## [作業内容]
以下の記事のうち、「15日(金)日経1面では「ソ」から「もっとも、年初に金利上昇債券下落のシナリオを採用したファンドは完全な読み違い。」までを、両端の語句も含めて一字一句違えずに書き写すこと。

## [記事]
15日(金)日経1面では「ソニー、車の目、参入」の見出し。同社は走行中に周囲の状況を確認する「目」にあたるカメラ用の画像センサーに参入し、2015年に量産開始の方向とされる。車のIT化は更に進展しビジネスチャンスということだろう。また「京急、家事の参入検討」の記事。この方向性は今後も見逃せない。日経1面では「目ざめる資本」の特集記事。見出しは「アマダを探せ」、利益をすべて配当と自社株買いに回すと発表したことで外国人投資家の見る目が変わったと紹介されている。「アベ」「クロダ」と並んで「アマダ」は「次のアマダを探せ」と言うキーワードの一翼を担っているという。「バブルが崩壊して25年。株式時価総額はピーク時を150兆円下回る。株価を上げ、これを取り戻す。企業と株主と政治がここまで意識を一つに重ねることはなかった」という綺麗な記事。日経平均株価は3円高の15318円と小幅ながら5日続伸。日経ジャスダック平均株価は3日、マザース指数は5日続伸。星光PMC、西尾レントが上昇。ボルテージ、木曽路が下落。
(2) 欧米動向
外部環境と言うよりは、ファンドの運用の下手さがクローズアップされている。
運用成績の悪化を背景に人員削減に踏み切るヘッジファンドが出始めているという。
株価が最高値水準の市場での運用稚拙というのはよほどのこと。
もっとも、年初に金利上昇債券下落のシナリオを採用したファンドは完全な読み違い。
あるいはアルゼンチン債での運用も裏目。
挙句の果てには、カリフォルニア州職員退職年金(カルパース)。
リスクの高い投資を減少させると表明。
ヘッジファンドでの運用をさらに縮小の方向となった。
興味深いコメントもある。
「米国の年金基金は歴史的な株高により積み立て不足が解消。

## [記録データ]
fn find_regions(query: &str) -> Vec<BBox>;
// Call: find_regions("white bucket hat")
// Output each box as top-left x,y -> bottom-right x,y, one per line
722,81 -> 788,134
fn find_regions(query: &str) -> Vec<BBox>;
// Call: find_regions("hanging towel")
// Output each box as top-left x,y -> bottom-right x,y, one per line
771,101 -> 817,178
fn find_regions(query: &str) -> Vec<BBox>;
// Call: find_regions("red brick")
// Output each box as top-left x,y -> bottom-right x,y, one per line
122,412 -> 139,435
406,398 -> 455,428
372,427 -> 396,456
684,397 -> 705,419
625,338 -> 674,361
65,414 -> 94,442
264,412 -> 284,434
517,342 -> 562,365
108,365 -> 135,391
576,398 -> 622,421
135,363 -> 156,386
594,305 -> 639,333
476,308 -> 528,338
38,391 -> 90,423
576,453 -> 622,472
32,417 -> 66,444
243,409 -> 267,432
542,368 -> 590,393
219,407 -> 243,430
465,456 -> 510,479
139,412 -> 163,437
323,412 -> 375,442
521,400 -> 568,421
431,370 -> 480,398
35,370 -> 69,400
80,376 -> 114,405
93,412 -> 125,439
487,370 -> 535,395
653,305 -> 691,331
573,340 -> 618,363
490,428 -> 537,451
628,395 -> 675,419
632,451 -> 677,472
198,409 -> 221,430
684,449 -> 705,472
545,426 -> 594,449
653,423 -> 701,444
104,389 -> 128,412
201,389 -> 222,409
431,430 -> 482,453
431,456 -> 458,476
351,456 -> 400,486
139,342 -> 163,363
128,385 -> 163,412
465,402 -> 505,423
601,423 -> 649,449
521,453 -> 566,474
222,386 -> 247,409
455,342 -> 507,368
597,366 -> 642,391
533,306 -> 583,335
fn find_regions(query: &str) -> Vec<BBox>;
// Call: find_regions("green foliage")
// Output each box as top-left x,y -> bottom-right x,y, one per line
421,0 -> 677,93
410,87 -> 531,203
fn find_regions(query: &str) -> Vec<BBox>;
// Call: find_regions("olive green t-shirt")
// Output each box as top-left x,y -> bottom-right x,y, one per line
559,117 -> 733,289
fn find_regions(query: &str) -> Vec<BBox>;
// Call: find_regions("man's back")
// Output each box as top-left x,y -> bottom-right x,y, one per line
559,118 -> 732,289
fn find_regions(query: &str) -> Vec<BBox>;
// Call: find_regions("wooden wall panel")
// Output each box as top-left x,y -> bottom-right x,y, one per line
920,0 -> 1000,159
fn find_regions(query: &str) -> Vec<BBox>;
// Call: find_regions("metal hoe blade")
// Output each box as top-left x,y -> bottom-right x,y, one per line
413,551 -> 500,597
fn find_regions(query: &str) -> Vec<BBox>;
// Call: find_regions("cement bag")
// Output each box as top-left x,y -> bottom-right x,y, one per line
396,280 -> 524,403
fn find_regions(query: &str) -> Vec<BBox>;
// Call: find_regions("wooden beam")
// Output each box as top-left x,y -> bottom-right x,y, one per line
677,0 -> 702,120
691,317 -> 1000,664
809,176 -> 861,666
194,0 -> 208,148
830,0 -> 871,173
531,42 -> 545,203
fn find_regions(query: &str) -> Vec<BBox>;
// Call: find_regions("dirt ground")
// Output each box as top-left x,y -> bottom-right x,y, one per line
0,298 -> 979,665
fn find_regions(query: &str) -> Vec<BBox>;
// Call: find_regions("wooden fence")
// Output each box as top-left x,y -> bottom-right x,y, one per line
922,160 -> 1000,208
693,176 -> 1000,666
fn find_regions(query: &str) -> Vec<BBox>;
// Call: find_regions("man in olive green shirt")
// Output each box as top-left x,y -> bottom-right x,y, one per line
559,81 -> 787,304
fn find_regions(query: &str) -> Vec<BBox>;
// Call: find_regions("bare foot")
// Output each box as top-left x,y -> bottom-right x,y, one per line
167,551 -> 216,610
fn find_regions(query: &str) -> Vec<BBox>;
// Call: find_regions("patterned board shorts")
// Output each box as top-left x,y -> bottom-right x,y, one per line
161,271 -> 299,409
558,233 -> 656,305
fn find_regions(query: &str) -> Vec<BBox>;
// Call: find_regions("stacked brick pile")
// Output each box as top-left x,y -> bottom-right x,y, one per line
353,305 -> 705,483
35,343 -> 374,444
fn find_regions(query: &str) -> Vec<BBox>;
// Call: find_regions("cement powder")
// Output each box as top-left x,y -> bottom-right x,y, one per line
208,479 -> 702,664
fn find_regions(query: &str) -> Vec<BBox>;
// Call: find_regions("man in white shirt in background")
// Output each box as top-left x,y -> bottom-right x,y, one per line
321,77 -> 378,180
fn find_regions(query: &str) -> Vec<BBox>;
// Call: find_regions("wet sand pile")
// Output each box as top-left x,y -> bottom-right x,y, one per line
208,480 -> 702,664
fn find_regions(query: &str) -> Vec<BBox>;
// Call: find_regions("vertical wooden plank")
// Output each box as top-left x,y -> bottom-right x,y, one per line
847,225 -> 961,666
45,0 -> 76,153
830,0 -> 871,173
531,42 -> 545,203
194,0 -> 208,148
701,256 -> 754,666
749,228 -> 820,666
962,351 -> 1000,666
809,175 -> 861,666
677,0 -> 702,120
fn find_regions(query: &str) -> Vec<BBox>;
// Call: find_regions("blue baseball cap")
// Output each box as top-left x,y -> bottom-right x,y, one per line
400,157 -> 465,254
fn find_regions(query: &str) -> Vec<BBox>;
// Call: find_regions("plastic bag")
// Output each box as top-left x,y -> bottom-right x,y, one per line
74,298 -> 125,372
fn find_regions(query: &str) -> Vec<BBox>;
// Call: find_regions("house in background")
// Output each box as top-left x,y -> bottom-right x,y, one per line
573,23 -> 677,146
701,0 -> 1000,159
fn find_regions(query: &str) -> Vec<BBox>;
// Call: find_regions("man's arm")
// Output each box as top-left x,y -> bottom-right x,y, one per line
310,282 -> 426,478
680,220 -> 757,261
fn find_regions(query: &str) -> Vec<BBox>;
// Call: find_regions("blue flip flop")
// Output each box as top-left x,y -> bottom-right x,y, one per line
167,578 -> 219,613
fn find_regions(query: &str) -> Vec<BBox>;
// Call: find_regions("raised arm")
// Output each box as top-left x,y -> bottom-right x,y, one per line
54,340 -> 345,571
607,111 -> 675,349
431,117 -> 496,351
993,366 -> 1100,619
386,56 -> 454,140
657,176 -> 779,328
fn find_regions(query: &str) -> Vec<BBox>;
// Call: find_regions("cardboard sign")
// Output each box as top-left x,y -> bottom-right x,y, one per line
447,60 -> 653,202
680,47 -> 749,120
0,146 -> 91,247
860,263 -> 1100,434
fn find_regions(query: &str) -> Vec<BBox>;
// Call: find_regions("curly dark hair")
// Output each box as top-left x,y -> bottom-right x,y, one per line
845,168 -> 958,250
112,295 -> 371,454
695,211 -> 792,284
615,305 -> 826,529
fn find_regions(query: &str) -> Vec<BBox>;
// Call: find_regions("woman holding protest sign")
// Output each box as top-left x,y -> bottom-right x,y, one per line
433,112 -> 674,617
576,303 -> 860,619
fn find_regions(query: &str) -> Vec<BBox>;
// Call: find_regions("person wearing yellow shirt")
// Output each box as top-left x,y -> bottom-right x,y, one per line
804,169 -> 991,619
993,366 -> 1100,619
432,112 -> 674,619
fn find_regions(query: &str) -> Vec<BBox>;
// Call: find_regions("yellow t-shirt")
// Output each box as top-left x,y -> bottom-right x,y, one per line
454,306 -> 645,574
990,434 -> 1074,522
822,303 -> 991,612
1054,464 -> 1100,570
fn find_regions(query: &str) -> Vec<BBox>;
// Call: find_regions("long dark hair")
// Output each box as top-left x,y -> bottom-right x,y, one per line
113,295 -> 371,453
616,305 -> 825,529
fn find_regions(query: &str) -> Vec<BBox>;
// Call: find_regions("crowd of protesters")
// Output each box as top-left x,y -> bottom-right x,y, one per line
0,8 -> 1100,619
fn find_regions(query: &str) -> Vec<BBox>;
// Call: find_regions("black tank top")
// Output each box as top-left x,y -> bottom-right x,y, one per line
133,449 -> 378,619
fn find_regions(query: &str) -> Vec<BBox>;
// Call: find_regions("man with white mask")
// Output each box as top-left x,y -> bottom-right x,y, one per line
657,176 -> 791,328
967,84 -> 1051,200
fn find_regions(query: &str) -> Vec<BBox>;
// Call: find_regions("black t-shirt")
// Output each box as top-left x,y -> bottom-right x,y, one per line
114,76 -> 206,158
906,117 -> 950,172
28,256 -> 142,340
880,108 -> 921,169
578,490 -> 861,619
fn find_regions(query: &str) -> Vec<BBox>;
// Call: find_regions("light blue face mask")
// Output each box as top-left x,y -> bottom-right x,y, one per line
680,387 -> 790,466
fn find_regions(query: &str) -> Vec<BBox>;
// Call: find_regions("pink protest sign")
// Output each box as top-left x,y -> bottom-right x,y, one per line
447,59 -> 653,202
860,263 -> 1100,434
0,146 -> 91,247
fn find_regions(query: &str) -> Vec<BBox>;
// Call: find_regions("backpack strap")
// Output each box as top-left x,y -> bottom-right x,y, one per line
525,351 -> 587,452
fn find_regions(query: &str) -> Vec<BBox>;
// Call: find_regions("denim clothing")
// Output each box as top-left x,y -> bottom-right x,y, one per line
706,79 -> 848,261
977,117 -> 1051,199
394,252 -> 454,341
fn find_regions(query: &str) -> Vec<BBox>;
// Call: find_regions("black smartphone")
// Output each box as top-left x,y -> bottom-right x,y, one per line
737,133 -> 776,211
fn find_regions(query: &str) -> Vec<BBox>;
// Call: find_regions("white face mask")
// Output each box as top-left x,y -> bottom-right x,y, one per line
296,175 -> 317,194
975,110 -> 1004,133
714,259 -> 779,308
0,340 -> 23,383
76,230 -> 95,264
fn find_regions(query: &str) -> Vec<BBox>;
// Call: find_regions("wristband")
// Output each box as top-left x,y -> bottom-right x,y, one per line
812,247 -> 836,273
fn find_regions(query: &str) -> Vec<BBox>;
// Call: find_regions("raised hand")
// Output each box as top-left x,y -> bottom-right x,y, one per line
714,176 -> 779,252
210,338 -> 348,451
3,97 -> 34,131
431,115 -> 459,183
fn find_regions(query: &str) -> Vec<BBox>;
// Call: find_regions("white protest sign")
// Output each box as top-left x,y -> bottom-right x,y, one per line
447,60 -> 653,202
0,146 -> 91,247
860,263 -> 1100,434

## [結果]
15日(金)日経1面では「ソニー、車の目、参入」の見出し。同社は走行中に周囲の状況を確認する「目」にあたるカメラ用の画像センサーに参入し、2015年に量産開始の方向とされる。車のIT化は更に進展しビジネスチャンスということだろう。また「京急、家事の参入検討」の記事。この方向性は今後も見逃せない。日経1面では「目ざめる資本」の特集記事。見出しは「アマダを探せ」、利益をすべて配当と自社株買いに回すと発表したことで外国人投資家の見る目が変わったと紹介されている。「アベ」「クロダ」と並んで「アマダ」は「次のアマダを探せ」と言うキーワードの一翼を担っているという。「バブルが崩壊して25年。株式時価総額はピーク時を150兆円下回る。株価を上げ、これを取り戻す。企業と株主と政治がここまで意識を一つに重ねることはなかった」という綺麗な記事。日経平均株価は3円高の15318円と小幅ながら5日続伸。日経ジャスダック平均株価は3日、マザース指数は5日続伸。星光PMC、西尾レントが上昇。ボルテージ、木曽路が下落。
(2) 欧米動向
外部環境と言うよりは、ファンドの運用の下手さがクローズアップされている。
運用成績の悪化を背景に人員削減に踏み切るヘッジファンドが出始めているという。
株価が最高値水準の市場での運用稚拙というのはよほどのこと。
もっとも、年初に金利上昇債券下落のシナリオを採用したファンドは完全な読み違い。